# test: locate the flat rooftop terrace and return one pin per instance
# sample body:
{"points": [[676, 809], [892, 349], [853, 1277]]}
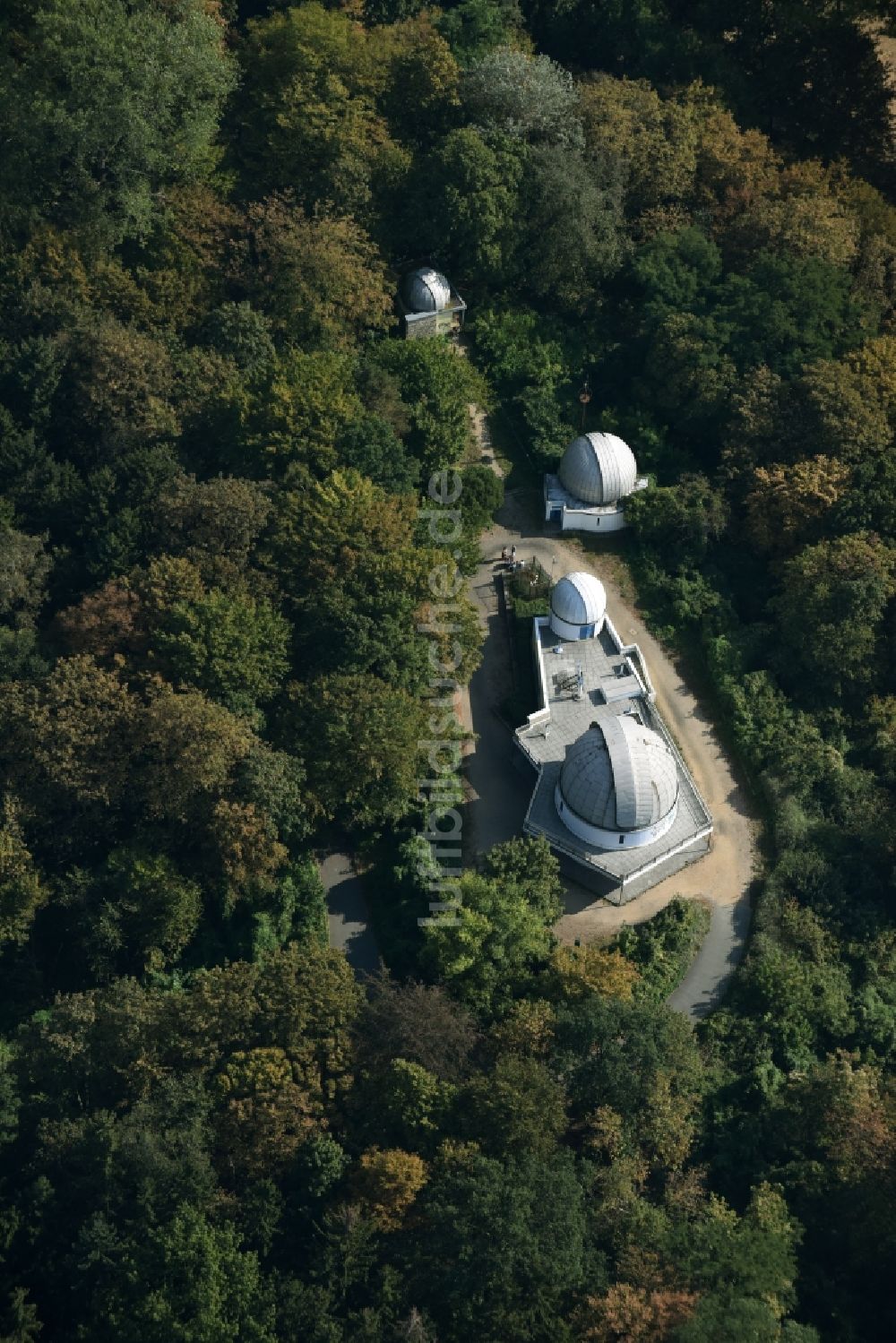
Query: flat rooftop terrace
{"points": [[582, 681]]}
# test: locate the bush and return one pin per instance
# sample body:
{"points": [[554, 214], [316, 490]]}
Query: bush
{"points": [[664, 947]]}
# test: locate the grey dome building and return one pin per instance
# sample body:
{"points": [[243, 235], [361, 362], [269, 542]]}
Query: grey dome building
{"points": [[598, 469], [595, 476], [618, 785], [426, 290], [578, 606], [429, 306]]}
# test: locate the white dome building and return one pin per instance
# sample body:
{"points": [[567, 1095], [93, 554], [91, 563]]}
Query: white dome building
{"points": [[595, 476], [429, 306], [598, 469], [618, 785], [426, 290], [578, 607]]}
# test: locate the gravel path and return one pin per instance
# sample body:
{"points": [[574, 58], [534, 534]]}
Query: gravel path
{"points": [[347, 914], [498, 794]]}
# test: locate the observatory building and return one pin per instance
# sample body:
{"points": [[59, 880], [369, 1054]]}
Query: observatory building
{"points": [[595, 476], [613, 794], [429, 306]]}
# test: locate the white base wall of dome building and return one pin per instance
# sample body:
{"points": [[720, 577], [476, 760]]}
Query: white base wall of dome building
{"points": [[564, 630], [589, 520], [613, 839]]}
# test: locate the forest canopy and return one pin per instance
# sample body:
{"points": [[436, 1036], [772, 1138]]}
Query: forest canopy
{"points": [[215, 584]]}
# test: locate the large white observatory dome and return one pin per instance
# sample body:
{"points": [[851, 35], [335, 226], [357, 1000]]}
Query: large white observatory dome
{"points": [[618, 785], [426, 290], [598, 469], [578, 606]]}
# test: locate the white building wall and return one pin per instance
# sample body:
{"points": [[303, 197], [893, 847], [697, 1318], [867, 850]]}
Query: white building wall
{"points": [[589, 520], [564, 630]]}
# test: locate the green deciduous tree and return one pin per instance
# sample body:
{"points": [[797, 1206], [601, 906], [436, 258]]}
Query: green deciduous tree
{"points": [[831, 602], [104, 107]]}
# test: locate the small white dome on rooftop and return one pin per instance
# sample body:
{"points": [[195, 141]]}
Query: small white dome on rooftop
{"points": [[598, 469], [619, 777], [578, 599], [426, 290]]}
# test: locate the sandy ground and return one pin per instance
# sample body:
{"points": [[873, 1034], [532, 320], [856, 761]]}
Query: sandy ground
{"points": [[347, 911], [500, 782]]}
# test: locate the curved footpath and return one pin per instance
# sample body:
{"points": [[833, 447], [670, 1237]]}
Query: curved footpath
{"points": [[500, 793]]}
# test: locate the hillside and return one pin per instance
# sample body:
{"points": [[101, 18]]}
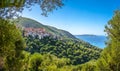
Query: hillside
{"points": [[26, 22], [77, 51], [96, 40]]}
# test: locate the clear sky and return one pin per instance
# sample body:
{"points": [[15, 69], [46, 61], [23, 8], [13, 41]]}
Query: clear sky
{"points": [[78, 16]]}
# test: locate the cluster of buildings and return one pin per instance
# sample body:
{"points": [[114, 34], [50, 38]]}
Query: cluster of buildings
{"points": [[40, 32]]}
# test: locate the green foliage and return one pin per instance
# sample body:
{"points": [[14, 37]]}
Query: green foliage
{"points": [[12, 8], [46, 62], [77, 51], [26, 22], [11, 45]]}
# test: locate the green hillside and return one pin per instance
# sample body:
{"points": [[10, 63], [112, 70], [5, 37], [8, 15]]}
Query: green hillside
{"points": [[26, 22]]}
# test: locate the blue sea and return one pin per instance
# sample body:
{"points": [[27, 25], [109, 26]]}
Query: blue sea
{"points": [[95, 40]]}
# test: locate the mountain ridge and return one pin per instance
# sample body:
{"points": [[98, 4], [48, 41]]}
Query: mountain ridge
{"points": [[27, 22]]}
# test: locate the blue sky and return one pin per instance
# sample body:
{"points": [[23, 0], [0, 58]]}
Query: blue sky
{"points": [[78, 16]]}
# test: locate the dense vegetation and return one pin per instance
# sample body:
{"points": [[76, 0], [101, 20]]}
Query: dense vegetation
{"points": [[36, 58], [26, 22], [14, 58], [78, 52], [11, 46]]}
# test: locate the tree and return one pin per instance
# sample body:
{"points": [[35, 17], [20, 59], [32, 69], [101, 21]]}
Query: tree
........
## TASK BRIEF
Only exact lines belong in the answer: those from the beginning of the entries above through the line holding "# test: locate the forest", with no pictures.

## COMPLETED TASK
# test: locate the flat rooftop terrace and return one pin per instance
# sample body:
{"points": [[676, 809], [892, 349], [853, 1277]]}
Query: flat rooftop terrace
{"points": [[582, 681]]}
# test: locate the bush and return one pin per instance
# sample body:
{"points": [[554, 214], [316, 490]]}
Query: bush
{"points": [[664, 947]]}
# test: locate the grey dome building and return one pin per instance
# sample body:
{"points": [[243, 235], [361, 362], [269, 542]]}
Query: grey dome building
{"points": [[598, 469], [595, 476], [618, 785], [426, 290], [578, 606], [429, 306]]}
# test: locate the white dome building and return one pin per instance
# sample body:
{"points": [[567, 1095], [93, 554], [91, 563]]}
Query: white dome building
{"points": [[595, 476], [429, 306], [598, 469], [618, 785], [426, 290], [578, 607]]}
# test: locate the gravel path and return one pin per instance
# sample body:
{"points": [[574, 58], [534, 534]]}
Query: gravel path
{"points": [[347, 914], [498, 794]]}
# test: locate the observatory building and return one pin per instance
# sample body:
{"points": [[59, 880], [369, 1054]]}
Query: observatory building
{"points": [[595, 476], [613, 794], [429, 306]]}
# test: locate the white base wall of dome building and return one pin per instance
# sample body:
{"points": [[720, 577], [476, 760]]}
Query: white base wall of dome building
{"points": [[564, 630], [589, 520], [613, 839]]}
# test: locate the forest canopy and return one pin per instance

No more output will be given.